> Do this:
Convert the stretch of items below, from the line containing "Expected: for each instance of the rainbow" through the end of the items, into a Markdown table with the columns Row and Line. Number each row, and omit blank lines.

───── Data shown

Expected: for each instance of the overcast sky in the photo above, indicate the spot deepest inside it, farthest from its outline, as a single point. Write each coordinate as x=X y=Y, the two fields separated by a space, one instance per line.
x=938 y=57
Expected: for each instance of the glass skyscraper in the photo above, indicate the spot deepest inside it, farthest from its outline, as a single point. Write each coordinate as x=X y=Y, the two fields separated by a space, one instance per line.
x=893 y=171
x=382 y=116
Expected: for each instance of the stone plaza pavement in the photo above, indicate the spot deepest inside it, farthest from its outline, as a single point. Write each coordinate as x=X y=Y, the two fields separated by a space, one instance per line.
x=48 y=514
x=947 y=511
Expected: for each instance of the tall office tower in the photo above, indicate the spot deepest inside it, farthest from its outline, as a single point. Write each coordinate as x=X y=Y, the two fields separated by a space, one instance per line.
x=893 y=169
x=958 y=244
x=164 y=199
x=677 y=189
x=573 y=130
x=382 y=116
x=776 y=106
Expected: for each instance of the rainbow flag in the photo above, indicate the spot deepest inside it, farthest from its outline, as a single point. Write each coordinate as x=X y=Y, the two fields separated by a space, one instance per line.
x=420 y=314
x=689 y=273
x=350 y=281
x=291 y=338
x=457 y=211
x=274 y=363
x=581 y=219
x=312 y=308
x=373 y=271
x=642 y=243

──────────

> Complete response:
| Row | Line |
|---|---|
| 1 | Expected: for each instance of the rainbow flag in the photo above, indicate the spot deepest inside it, farthest from its outline, as a single point. Write each coordinate as x=X y=Y, the two fields separated by a space, one instance per line. |
| 2 | x=420 y=314 |
| 3 | x=689 y=273 |
| 4 | x=350 y=281 |
| 5 | x=291 y=338 |
| 6 | x=457 y=211 |
| 7 | x=274 y=363 |
| 8 | x=581 y=219 |
| 9 | x=312 y=308 |
| 10 | x=373 y=271 |
| 11 | x=642 y=243 |